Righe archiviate
· · ·
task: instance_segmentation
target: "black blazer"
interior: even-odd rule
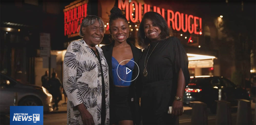
[[[129,41],[127,41],[127,43],[131,46],[134,61],[137,64],[139,59],[140,57],[142,52],[141,50],[137,48],[133,45]],[[114,42],[112,42],[110,44],[102,46],[101,48],[103,51],[103,53],[106,58],[109,66],[109,75],[110,85],[110,123],[111,122],[112,115],[111,107],[112,107],[111,102],[112,101],[113,98],[113,92],[112,90],[114,85],[113,82],[113,75],[112,72],[112,54],[113,51],[113,47],[114,47]],[[138,69],[137,65],[135,64],[134,65],[134,68],[132,70],[132,78],[133,79],[137,77],[138,72]],[[131,107],[131,112],[133,119],[133,124],[140,124],[141,120],[141,116],[140,115],[140,104],[139,102],[139,98],[140,96],[141,93],[141,76],[139,74],[138,77],[134,81],[132,81],[129,88],[129,93],[128,96],[129,103]]]

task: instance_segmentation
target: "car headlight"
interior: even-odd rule
[[[47,90],[43,86],[42,86],[42,88],[43,89],[43,91],[45,93],[45,94],[46,94],[46,95],[47,95],[47,96],[51,97],[50,100],[51,100],[51,100],[52,99],[52,96],[51,95],[51,94],[49,93],[48,90]]]

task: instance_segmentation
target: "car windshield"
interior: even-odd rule
[[[210,83],[209,78],[202,77],[191,78],[190,83],[196,84],[197,85],[202,85]]]

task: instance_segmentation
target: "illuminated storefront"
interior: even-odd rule
[[[65,7],[63,10],[64,15],[64,35],[67,37],[67,42],[64,43],[64,48],[67,47],[73,40],[81,39],[78,36],[79,25],[83,19],[88,13],[87,6],[90,6],[88,1],[77,1]],[[154,6],[148,3],[147,1],[119,0],[116,1],[98,1],[98,16],[102,18],[105,23],[105,35],[103,39],[99,46],[108,44],[109,34],[109,15],[111,9],[114,7],[119,7],[128,21],[129,27],[132,36],[129,40],[135,43],[136,36],[140,23],[144,14],[149,11],[158,13],[165,18],[168,27],[172,31],[170,35],[178,37],[183,44],[184,45],[189,57],[189,68],[191,75],[220,75],[218,72],[213,70],[218,70],[219,67],[214,67],[214,60],[217,54],[216,53],[198,52],[200,51],[200,42],[203,37],[202,19],[199,16],[189,13],[183,13],[177,10],[172,10],[161,6]],[[181,11],[181,10],[180,10]],[[87,12],[87,13],[86,14]],[[189,47],[187,48],[187,47]],[[189,48],[194,47],[193,49]],[[208,53],[210,53],[209,54]]]

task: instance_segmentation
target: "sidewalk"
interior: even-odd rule
[[[62,104],[65,101],[65,97],[64,94],[62,94],[62,100],[60,101],[60,102],[58,103],[58,105],[59,105],[59,110],[58,111],[54,110],[51,112],[46,113],[46,114],[51,114],[55,113],[62,113],[67,112],[67,104]],[[52,103],[51,104],[53,105],[54,104],[54,103]],[[56,110],[56,108],[55,108]]]

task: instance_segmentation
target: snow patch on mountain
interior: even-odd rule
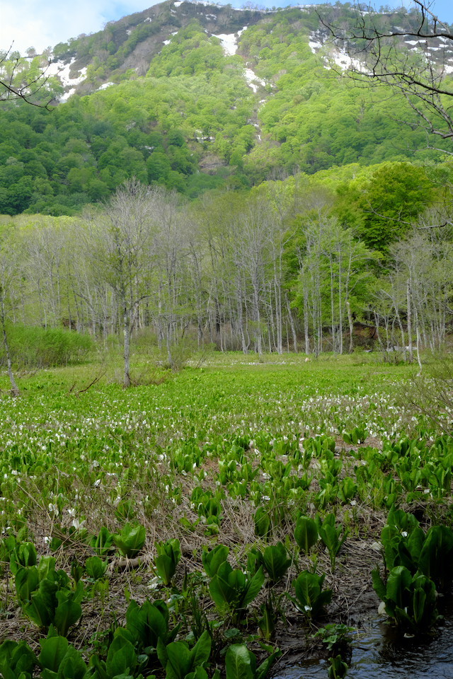
[[[238,30],[237,33],[218,33],[217,35],[214,35],[214,37],[218,37],[222,42],[224,52],[227,57],[231,57],[236,53],[238,51],[238,39],[246,28],[247,26],[244,26],[241,30]]]

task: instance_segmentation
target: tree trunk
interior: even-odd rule
[[[9,351],[9,344],[8,342],[8,335],[6,334],[6,325],[5,319],[5,299],[3,296],[3,288],[0,288],[0,312],[1,313],[1,329],[3,331],[3,343],[5,346],[5,352],[6,354],[6,366],[8,367],[8,376],[11,385],[11,394],[13,396],[18,396],[21,393],[18,387],[14,375],[13,373],[13,366],[11,364],[11,355]]]

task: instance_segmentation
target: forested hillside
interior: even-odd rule
[[[351,20],[347,6],[323,11]],[[441,160],[403,98],[341,76],[346,57],[326,37],[313,8],[165,2],[57,45],[49,95],[76,93],[52,110],[1,105],[0,213],[74,214],[132,177],[193,198],[350,163]]]
[[[56,46],[50,110],[0,104],[4,327],[134,333],[170,362],[188,337],[259,353],[442,346],[451,142],[433,148],[407,98],[345,77],[344,41],[328,38],[314,8],[164,2]],[[397,49],[415,61],[415,42]],[[449,49],[433,52],[444,71]],[[20,63],[19,79],[39,70]]]

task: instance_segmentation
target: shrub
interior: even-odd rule
[[[89,335],[74,330],[14,325],[7,328],[11,360],[23,368],[49,368],[84,360],[93,348]],[[6,364],[4,348],[0,362]]]

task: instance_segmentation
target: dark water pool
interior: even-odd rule
[[[326,679],[328,661],[314,659],[277,672],[275,679]],[[401,639],[382,619],[352,644],[348,679],[453,679],[453,616],[423,640]]]

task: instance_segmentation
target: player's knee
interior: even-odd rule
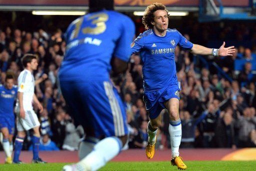
[[[156,120],[154,122],[151,121],[151,126],[152,126],[152,128],[155,130],[161,126],[161,120]]]
[[[9,139],[9,134],[8,133],[6,133],[5,134],[2,134],[2,137],[4,139]]]
[[[34,131],[34,135],[36,137],[40,137],[40,132],[39,131],[39,127],[34,128],[33,129]]]
[[[121,140],[121,141],[122,142],[122,147],[124,147],[126,145],[126,142],[127,142],[127,140],[128,140],[128,135],[124,135],[124,136],[119,137],[118,138]]]
[[[24,131],[18,131],[18,136],[20,138],[24,138],[26,136],[26,134]]]
[[[179,118],[178,112],[176,110],[171,110],[170,111],[169,117],[171,120],[176,120]]]

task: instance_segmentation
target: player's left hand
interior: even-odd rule
[[[42,105],[41,105],[41,103],[37,103],[36,105],[38,105],[38,107],[39,109],[39,112],[42,113],[44,111],[44,108],[42,107]]]
[[[44,80],[46,80],[48,78],[48,75],[46,74],[44,74],[42,75],[42,78],[44,79]]]
[[[218,56],[232,56],[232,53],[236,52],[236,49],[234,46],[224,47],[226,43],[223,42],[223,44],[218,49]]]

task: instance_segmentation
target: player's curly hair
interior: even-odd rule
[[[143,17],[142,17],[142,23],[145,26],[146,29],[152,28],[154,25],[152,22],[154,21],[154,12],[158,10],[164,10],[169,17],[168,10],[166,8],[166,5],[163,4],[156,2],[149,6],[148,6]]]

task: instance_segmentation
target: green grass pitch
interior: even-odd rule
[[[256,161],[188,161],[186,171],[256,171]],[[64,163],[0,165],[0,171],[61,171]],[[178,171],[168,162],[110,162],[100,171]]]

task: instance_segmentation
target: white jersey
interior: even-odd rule
[[[18,92],[23,93],[24,110],[32,110],[33,96],[34,93],[34,78],[32,73],[27,69],[24,69],[20,72],[18,78]],[[17,104],[20,107],[18,102]]]

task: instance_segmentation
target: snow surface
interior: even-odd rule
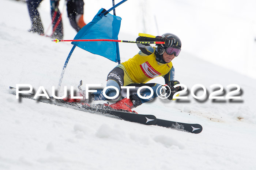
[[[93,4],[93,1],[97,5]],[[86,22],[90,21],[101,8],[111,7],[109,2],[103,6],[106,1],[85,1],[87,5],[92,3],[91,9],[86,8],[91,17],[85,17]],[[123,7],[130,7],[129,1]],[[194,84],[202,84],[209,92],[212,91],[210,85],[218,83],[224,87],[226,94],[229,91],[227,86],[237,84],[242,91],[238,100],[241,102],[227,99],[221,103],[210,99],[199,102],[189,93],[185,100],[187,102],[157,99],[134,110],[160,119],[200,124],[203,129],[198,134],[26,99],[19,102],[9,93],[9,86],[29,84],[36,90],[43,86],[50,94],[52,87],[57,86],[72,46],[56,44],[49,38],[28,32],[30,23],[26,4],[8,0],[1,2],[0,12],[4,16],[0,20],[0,169],[255,169],[255,79],[203,60],[191,48],[182,46],[173,62],[176,79],[189,90]],[[48,3],[44,1],[39,8],[45,30],[50,22]],[[8,15],[14,11],[15,15]],[[136,19],[125,20],[124,18],[128,14],[118,12],[125,16],[122,21],[125,25],[129,22],[136,27],[133,23]],[[73,39],[76,33],[65,12],[63,15],[64,38]],[[129,29],[121,27],[119,39],[136,39],[138,33]],[[184,37],[187,33],[183,33],[179,32],[178,35]],[[206,44],[210,44],[209,41]],[[138,52],[135,44],[120,43],[120,47],[123,61]],[[116,65],[77,48],[63,85],[76,87],[82,79],[84,83],[104,86],[107,74]],[[163,83],[162,79],[151,82]]]

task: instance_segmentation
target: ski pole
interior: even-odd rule
[[[55,30],[57,28],[57,27],[58,27],[58,26],[59,26],[59,25],[60,24],[60,21],[61,20],[61,16],[62,15],[62,14],[64,12],[64,8],[65,7],[65,2],[64,2],[64,5],[63,5],[63,8],[62,9],[62,12],[60,13],[60,16],[59,16],[59,18],[58,18],[58,20],[57,20],[57,22],[56,22],[56,23],[55,23],[55,25],[54,25],[53,28],[52,29],[52,35],[51,35],[51,36],[52,36],[52,35],[54,33],[54,32],[55,31]]]
[[[63,41],[112,41],[119,42],[120,43],[135,43],[136,44],[165,44],[164,42],[162,41],[126,41],[125,40],[111,40],[109,39],[95,39],[92,40],[62,40],[56,39],[55,40],[52,40],[52,41],[55,41],[56,43],[59,42]]]

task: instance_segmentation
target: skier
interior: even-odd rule
[[[37,8],[42,0],[27,0],[27,4],[32,23],[31,28],[28,31],[43,35],[44,27],[37,10]],[[50,1],[53,29],[51,37],[53,39],[61,39],[63,37],[63,27],[60,12],[58,8],[60,0],[50,0]],[[84,3],[83,0],[67,0],[67,1],[68,17],[70,24],[78,32],[86,25],[83,20]]]
[[[132,111],[131,109],[138,106],[157,97],[160,94],[160,88],[157,87],[160,84],[157,83],[146,83],[155,77],[162,76],[165,83],[170,88],[166,88],[166,95],[169,96],[169,100],[173,99],[173,95],[181,91],[181,88],[173,86],[180,84],[179,82],[174,80],[174,70],[171,61],[178,56],[180,52],[181,43],[180,39],[174,34],[166,33],[155,38],[139,37],[137,41],[164,41],[163,45],[159,44],[156,48],[148,44],[137,44],[140,50],[139,53],[133,58],[122,63],[116,67],[108,76],[107,86],[113,86],[116,87],[120,94],[121,86],[132,86],[139,87],[144,86],[151,87],[154,94],[151,98],[143,99],[140,98],[136,93],[129,95],[129,98],[125,98],[116,103],[108,105],[114,109],[122,109]],[[97,92],[90,94],[90,99],[93,100],[109,100],[103,95],[103,90],[98,89]],[[113,97],[116,94],[114,88],[108,88],[105,92],[108,96]],[[150,90],[145,88],[140,91],[142,96],[148,96],[151,94]],[[113,100],[117,99],[118,96]]]
[[[83,20],[83,0],[67,0],[67,10],[70,24],[78,32],[86,25]]]

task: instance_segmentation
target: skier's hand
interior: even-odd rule
[[[165,44],[162,44],[163,47],[172,47],[173,43],[176,41],[176,40],[172,35],[168,35],[165,37],[162,36],[157,36],[155,37],[155,40],[157,41],[163,41]]]
[[[166,96],[168,96],[169,94],[170,95],[167,98],[169,100],[175,100],[175,99],[173,99],[173,95],[174,94],[178,91],[180,91],[182,90],[181,87],[181,86],[178,86],[174,88],[174,86],[176,84],[180,84],[180,82],[177,80],[171,80],[170,81],[167,83],[167,86],[169,86],[170,89],[169,88],[167,88],[167,90],[166,91]]]

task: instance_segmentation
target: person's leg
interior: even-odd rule
[[[70,24],[77,31],[86,25],[83,21],[83,0],[68,1],[67,10]]]
[[[119,95],[114,99],[109,99],[104,96],[103,89],[98,89],[97,92],[94,92],[90,95],[94,100],[110,100],[117,99],[119,97],[121,91],[121,87],[124,84],[124,70],[118,67],[116,67],[108,75],[106,86],[113,86],[117,88]],[[109,97],[113,97],[116,95],[117,91],[113,88],[109,88],[106,91],[106,94]]]
[[[60,17],[60,12],[58,8],[59,1],[59,0],[50,0],[51,16],[52,19],[53,19],[53,29],[55,29],[52,38],[62,39],[63,37],[63,26],[62,19]]]
[[[41,21],[37,7],[42,0],[27,0],[27,5],[30,17],[32,26],[29,31],[44,34],[44,27]]]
· · ·
Individua, tra le righe riportate sopra, tutte quelle che contengono la stringa "snow" e trascrivile.

target: snow patch on mountain
target: snow surface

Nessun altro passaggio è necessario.